• _Exercise A_
Decide whether each statement agrees with the book review on inflation in post-war Germany, answering yes or no and quoting the exact words of the review that settle it: (i) the reviewer has moved the book into the read column; (ii) the reviewer says prices rose before the growth of notes in circulation; (iii) Marc Faber recommended the book.
• _Exercise B_
Resume the book review on inflation in post-war Germany, writing on from its last sentence.

• _Extract_

— BEGIN —

Economics of Inflation - A Study of Currency Depreciation in Post War Germany

Economics of Inflation - A Study of Currency Depreciation in Post War Germany - Costantino Bresciani -. Turroni The book is highly technical -- and I doubt I need to read more of it at this state, so I've moved it into the read column, The basic premises are fairly set out at the outset.

(as an addendum, I should add the following: B.-T. shows that the deficit, which began during the war, led to the printing of money which led to the depreciation. The growth of notes in circulation preceded the rise in prices by some period of time -- and there were fits and starts and stages in the process during which now circulation increased, now prices increased, or during which external and internal prices rose at very different rates. Those who few reparations as the cause of the inflation, by contrast, have always argued that it was the need to pay the Allied demands, which had to be met either in Gold or by forex, that forced Germany to print huge stores of mark notes -- and which thereby led to the depreciation. This claim is, as I note below, demonstrably false.)

Dense, learned, serious, intelligent -- utterly clear for those who have sufficient depth of understanding regarding monetary mechanisms and financial markets -- this book (highly recommended by Marc Faber) offers the definitive refutation of the myth that hyperinflation in Weimar was the result of Versailles and Reparations. This claim about Versailles and reparations, hysterically proclaimed by the Germans even before the ink was dry -- and by German and Nazi apologists ever since -- is here exploded.

— END —

• _Given information_

— BEGIN —

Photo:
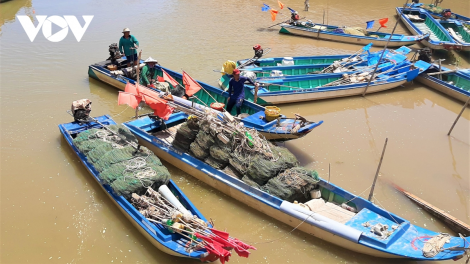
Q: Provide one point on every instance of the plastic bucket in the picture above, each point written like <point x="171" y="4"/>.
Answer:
<point x="272" y="112"/>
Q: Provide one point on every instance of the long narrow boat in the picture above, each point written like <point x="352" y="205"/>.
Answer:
<point x="419" y="21"/>
<point x="455" y="84"/>
<point x="335" y="33"/>
<point x="157" y="234"/>
<point x="331" y="223"/>
<point x="271" y="130"/>
<point x="317" y="87"/>
<point x="265" y="67"/>
<point x="436" y="11"/>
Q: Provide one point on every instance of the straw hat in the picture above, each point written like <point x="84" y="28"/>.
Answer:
<point x="150" y="59"/>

— END —

• _Result A_
(i) Yes: "so I've moved it into the read column"
(ii) No: "The growth of notes in circulation preceded the rise in prices by some period of time"
(iii) Yes: "highly recommended by Marc Faber"

• _Result B_
Bresciani-Turroni, an Italian who worked on various economic/inflation boards during the period in question, and who thereby had a first-hand as well as an academic knowledge of the issues in play, shows that the depreciation of the mark was a result of the collapse in the current account (that is, a budget deficit) which went negative during the War -- when Germany embarked on an unprovoked campaign for world domination which they could not pay for, financed with debt -- which eventually had to be monitized when there were no longer international buyers to be found for it -- but which they themselves believed and planned to fund by raping the occupation territories in the West and especially in the East -- the early version of Lebensraum.

Moreover, as Bresciani-Turroni demonstrates, it was the Right in Germany -- and the Nationalists -- who prevented the Govt. from balancing its books by opposing EVERY scheme to raise revenue through taxation (which obviously would hit the wealthy).

For more about this issue, including a fascinating account of how Versailles failed precisely because it was too MILD -- see the remarkable and brilliant discussion in MacGregor Knox, To the Threshold of Power, 1922/33, vol. I, pp. 235-243... a truly stunning chapter.

As we move into the Great Inflation of the 21st Century... one will hear a lot about Weimar, reparations -- the poor Germans who were beaten down by British and 'international' 'banker' interests (n.b. the code words...), and Bresciani-Turroni's classic study of the inflation in 1914-1923 will be the perfect answer to them..., if only people will read it....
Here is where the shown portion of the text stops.